▶ _Short task_:
Your task is to write out exactly the lines from the line containing "Confirm every instance of the skyscraper" through the end of the records, inclusive at both ends.

[Dataset items]

BEGIN

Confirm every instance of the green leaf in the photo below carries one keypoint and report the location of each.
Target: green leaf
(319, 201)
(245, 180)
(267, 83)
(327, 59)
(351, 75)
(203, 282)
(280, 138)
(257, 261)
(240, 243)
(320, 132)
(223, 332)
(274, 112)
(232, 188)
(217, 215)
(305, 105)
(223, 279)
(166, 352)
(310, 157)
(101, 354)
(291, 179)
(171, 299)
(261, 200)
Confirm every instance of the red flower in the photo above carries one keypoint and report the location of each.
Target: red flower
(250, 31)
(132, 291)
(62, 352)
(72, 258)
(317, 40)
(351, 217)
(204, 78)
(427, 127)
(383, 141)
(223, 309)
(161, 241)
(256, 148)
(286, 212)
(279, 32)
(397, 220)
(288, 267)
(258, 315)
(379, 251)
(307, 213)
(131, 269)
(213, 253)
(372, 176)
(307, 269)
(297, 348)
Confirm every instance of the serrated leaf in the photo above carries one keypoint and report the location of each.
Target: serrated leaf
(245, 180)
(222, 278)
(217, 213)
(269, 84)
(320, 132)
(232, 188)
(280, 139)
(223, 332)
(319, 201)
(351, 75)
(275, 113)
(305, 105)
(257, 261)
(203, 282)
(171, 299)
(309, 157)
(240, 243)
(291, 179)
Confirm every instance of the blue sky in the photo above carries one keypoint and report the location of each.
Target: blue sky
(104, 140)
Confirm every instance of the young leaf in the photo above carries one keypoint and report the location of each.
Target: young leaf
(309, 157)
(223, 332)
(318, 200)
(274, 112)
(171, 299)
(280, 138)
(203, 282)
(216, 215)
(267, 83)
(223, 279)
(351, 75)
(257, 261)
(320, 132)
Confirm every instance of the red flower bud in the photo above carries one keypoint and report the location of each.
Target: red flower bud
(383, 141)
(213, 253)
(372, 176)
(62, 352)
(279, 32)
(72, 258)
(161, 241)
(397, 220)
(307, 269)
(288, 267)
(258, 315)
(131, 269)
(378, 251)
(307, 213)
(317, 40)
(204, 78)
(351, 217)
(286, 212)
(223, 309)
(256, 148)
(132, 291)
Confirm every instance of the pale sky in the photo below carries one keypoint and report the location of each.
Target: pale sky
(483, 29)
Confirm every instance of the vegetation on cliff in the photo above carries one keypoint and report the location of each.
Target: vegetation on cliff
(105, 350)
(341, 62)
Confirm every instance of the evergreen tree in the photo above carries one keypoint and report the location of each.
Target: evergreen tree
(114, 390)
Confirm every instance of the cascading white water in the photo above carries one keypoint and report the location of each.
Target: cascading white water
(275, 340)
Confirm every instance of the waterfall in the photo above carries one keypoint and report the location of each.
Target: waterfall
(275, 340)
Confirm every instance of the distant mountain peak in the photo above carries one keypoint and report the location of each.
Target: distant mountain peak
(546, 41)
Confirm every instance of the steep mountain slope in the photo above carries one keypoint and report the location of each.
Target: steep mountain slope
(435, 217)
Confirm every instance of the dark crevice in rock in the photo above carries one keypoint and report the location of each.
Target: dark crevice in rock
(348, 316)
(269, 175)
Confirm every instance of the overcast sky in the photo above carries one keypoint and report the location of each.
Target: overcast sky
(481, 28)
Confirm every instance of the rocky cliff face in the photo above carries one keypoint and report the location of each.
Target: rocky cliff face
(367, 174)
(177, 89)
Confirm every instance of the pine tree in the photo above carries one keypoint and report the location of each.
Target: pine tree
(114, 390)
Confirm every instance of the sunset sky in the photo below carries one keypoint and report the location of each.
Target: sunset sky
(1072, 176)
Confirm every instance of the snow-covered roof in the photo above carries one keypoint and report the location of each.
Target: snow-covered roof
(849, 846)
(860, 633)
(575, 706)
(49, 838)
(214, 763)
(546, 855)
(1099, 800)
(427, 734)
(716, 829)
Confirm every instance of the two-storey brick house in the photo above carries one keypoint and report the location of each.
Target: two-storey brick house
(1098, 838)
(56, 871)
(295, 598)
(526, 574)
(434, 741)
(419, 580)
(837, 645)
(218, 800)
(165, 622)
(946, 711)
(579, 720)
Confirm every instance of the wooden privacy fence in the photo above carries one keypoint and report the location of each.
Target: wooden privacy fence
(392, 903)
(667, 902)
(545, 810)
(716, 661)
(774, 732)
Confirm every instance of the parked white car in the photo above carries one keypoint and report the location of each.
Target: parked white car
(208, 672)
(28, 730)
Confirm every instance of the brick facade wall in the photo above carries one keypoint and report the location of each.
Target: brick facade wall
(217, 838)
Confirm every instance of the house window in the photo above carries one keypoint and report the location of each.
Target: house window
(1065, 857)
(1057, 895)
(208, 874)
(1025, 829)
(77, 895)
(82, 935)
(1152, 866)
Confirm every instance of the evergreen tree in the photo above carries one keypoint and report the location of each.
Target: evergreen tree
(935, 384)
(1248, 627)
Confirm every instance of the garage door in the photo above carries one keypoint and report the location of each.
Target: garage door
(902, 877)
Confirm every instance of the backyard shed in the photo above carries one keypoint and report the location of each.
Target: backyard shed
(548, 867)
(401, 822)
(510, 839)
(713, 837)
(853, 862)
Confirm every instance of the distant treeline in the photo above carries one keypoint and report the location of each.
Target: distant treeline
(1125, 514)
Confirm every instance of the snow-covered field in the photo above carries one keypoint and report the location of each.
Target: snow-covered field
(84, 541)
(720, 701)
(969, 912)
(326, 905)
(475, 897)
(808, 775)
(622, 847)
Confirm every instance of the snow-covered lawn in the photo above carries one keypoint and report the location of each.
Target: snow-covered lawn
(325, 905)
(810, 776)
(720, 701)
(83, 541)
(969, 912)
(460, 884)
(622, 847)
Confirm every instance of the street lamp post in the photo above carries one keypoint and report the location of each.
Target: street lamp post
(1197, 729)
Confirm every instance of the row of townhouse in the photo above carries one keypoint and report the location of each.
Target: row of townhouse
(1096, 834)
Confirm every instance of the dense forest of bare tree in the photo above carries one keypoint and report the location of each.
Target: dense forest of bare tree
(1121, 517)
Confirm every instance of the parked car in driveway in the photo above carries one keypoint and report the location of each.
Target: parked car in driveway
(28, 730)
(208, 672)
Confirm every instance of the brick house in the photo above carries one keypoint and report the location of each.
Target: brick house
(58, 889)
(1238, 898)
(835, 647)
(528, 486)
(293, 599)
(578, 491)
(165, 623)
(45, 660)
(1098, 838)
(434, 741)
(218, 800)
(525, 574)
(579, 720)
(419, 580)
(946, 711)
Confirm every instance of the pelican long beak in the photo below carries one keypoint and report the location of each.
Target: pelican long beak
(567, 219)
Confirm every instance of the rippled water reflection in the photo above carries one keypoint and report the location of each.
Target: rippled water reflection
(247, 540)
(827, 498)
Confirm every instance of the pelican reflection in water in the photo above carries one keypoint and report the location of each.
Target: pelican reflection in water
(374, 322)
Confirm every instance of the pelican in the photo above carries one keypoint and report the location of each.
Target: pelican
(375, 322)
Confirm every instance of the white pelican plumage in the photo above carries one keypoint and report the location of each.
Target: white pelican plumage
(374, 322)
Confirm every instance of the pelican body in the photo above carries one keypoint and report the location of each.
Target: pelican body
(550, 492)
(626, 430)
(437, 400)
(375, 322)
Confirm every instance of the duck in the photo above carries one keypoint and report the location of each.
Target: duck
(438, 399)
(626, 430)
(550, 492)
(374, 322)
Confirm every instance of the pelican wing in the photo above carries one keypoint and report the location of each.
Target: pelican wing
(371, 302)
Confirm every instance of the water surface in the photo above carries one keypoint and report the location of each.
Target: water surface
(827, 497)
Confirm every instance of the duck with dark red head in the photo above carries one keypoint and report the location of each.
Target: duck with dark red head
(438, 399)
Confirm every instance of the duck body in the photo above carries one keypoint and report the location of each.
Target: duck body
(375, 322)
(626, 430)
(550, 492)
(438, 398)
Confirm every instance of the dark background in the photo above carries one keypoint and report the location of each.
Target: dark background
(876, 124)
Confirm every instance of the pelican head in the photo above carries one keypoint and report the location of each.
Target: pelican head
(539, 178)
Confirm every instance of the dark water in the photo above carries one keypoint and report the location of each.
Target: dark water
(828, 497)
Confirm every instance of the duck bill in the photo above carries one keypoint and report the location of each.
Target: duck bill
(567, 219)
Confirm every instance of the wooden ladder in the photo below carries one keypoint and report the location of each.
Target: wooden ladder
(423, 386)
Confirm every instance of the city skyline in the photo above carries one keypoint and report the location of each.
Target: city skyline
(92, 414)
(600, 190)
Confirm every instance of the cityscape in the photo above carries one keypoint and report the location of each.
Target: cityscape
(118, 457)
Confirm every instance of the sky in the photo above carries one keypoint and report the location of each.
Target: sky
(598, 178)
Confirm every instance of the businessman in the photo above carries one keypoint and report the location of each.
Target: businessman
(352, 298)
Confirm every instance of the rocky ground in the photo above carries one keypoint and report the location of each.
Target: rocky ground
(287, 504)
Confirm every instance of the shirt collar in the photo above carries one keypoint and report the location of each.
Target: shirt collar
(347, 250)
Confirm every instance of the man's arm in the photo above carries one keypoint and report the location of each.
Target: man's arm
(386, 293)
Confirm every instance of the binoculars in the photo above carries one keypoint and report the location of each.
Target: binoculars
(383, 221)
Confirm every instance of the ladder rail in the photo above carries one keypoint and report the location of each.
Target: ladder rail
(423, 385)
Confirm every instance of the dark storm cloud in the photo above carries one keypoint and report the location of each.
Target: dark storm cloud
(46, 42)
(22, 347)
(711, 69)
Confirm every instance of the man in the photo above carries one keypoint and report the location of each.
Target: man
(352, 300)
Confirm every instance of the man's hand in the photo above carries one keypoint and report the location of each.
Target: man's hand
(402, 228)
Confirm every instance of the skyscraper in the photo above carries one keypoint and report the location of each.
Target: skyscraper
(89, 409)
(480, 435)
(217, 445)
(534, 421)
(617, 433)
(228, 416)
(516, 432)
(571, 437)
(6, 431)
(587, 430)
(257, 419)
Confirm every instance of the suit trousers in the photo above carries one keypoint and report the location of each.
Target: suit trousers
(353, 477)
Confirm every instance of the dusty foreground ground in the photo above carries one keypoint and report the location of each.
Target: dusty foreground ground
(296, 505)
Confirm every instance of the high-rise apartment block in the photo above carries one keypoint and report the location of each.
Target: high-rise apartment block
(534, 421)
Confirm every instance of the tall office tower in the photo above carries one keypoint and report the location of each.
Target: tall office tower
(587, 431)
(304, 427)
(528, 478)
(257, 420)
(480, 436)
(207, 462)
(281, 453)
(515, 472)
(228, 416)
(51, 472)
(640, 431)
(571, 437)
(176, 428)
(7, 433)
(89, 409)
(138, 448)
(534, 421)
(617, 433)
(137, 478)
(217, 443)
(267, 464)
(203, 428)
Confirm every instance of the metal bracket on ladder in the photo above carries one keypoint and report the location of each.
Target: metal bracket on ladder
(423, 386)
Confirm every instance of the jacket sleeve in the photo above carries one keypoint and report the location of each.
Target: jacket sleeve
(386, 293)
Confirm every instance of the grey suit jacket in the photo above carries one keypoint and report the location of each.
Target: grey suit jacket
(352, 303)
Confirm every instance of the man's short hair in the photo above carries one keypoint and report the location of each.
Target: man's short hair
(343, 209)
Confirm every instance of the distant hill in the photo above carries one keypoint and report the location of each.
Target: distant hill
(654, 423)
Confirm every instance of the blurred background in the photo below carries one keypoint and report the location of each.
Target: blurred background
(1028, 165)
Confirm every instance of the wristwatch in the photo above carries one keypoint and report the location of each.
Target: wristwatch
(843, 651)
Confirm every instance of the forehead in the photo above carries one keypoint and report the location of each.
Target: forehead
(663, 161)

END

▶ _Written answer_:
Confirm every instance of the skyscraper in the photo above carries one keypoint and report the location of each.
Target: skyscraper
(89, 409)
(480, 435)
(217, 445)
(534, 421)
(617, 433)
(228, 416)
(516, 432)
(571, 437)
(6, 431)
(587, 430)
(257, 419)
Confirm every instance of the suit trousers in the photo above carries one keypoint and report the location of each.
Target: suit trousers
(353, 477)
Confirm every instance of the dusty foreground ground in the photo above carries one keypoint and report the location of each.
Target: dusty foreground ground
(296, 505)
Confirm every instance of the high-rise apartment block in the photo above carries one keypoint and report the location of each.
Target: high-rise apartment block
(534, 421)
Confirm every instance of the tall office tower in the photo above carries one keypoint and report the location of each.
Target: tall office tower
(587, 431)
(304, 427)
(528, 478)
(257, 420)
(480, 436)
(207, 462)
(281, 453)
(515, 472)
(228, 416)
(51, 472)
(640, 431)
(571, 437)
(176, 428)
(7, 433)
(89, 409)
(138, 448)
(534, 421)
(617, 433)
(137, 478)
(217, 443)
(267, 464)
(203, 428)
Confirm every instance of the metal bracket on ladder in the photo above carries one keypoint and report the location of each.
Target: metal bracket on ladder
(423, 386)
Confirm every instance of the jacket sleeve in the photo above carries one keypoint and report the location of each.
Target: jacket sleeve
(386, 293)
Confirm every instance of the grey suit jacket in the photo above carries one keypoint and report the location of each.
Target: grey suit jacket
(352, 303)
Confirm every instance of the man's short hair in the photo above carries one keypoint and report the location of each.
Target: man's short hair
(343, 209)
Confirm every instance of the distant hill in the photo above carries one keypoint and report the location of each.
Target: distant hill
(654, 423)
Confirm every instance of the blurred background in the photo below carries one keypoint and report the location of each.
Target: blurred background
(1028, 165)
Confirm every instance of the wristwatch in the photo above carries one keypoint and report the location of each.
Target: wristwatch
(843, 651)
Confirm every instance of the forehead in the photo above carries one keypoint and report the location of each.
Target: forehead
(663, 161)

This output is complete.